BEGIN Passage

|thanks wikimedia commons (PD:US, PD:100)|
I like the good-natured calm with which Patrick is shown looking out into the future, shading himself from the sun with his plain hat. Next to him his dog is content to wait for their next move, though you can see from his face he's curious what could be next. He's a handsome and well-cared-for pet but has the muscle tone of a working dog, just as Patrick is clearly prosperous but aware and capable. Here's a snippet from Patrick's obituary of July 1834, in The Gentleman's Magazine (p. 543-4):
A studied panegyric on his life would be opposed to its chief characteristic— simplicity, and an utter distaste for every kind of ostentation. But while the writer refrains therefrom, it is some consolation to himself and those who lament his loss, to recall his many virtues, at the head of which was undeviating rectitude of principle and action. To a sound understanding he added benevolence of heart, and an unvarying cheerfulness, which made him alike the favourite of young and old, towards whom he exercised a constant and unpretending hospitality.
I wonder why one brother was called Patrick (Irish family?) and the other was Suetonius? I guess the mother got to name one boy and the father the other, lol.
Patrick is not only an Irish name! It is a common name in scores of countries and languages, including Arabic and Russian. "Patrick" is related to the word "patrician", which is Latin and means nobleman.
The Heatlys were Scottish from way, way back. Patrick and Suetonius's father left Scotland for New England. Their mother was the daughter of Sueton Grant, who himself was the son of another Sueton Grant. Like Patrick, Suetonius is an old Latin name.
Patrick Heatly was my 4th Great-grand-father.

END Passage

Problem description — Using the passage about Patrick Heatly, decide whether each statement agrees with it. Answer yes or no for each, and quote the words that settle it. (a) Patrick's obituary appeared in The Gentleman's Magazine in July 1834. (b) Patrick and Suetonius's father left Scotland for Ireland. (c) The dog is shown asleep beside Patrick. Answer from the passage about Patrick Heatly alone, not from the rows.

BEGIN Records supplied

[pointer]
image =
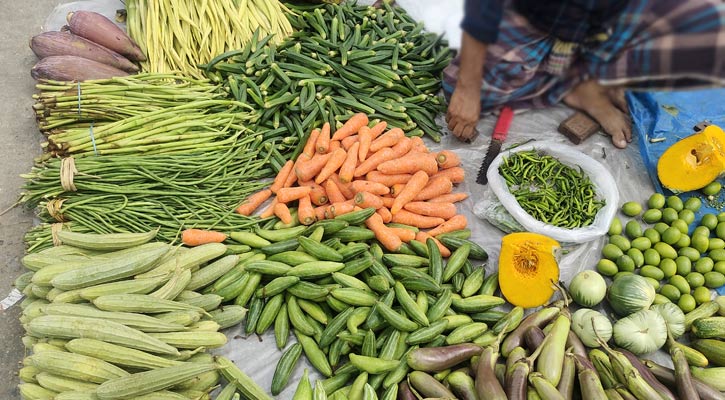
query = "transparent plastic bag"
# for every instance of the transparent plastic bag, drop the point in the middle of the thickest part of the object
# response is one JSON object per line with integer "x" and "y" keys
{"x": 602, "y": 180}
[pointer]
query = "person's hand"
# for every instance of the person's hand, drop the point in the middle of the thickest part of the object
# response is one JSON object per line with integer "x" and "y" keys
{"x": 464, "y": 110}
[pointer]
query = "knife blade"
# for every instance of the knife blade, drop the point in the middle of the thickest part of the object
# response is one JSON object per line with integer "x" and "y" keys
{"x": 500, "y": 131}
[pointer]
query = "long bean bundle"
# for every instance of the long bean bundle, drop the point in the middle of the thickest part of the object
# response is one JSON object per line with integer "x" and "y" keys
{"x": 341, "y": 60}
{"x": 144, "y": 192}
{"x": 550, "y": 190}
{"x": 70, "y": 104}
{"x": 181, "y": 34}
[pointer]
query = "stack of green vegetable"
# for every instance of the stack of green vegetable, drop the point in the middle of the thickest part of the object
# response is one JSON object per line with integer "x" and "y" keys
{"x": 341, "y": 60}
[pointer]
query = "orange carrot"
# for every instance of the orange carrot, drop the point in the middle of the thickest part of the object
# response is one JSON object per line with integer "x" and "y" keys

END Records supplied

Solution for this exercise —
(a) Yes: "Here's a snippet from Patrick's obituary of July 1834, in The Gentleman's Magazine"
(b) No: "Patrick and Suetonius's father left Scotland for New England."
(c) No: "Next to him his dog is content to wait for their next move"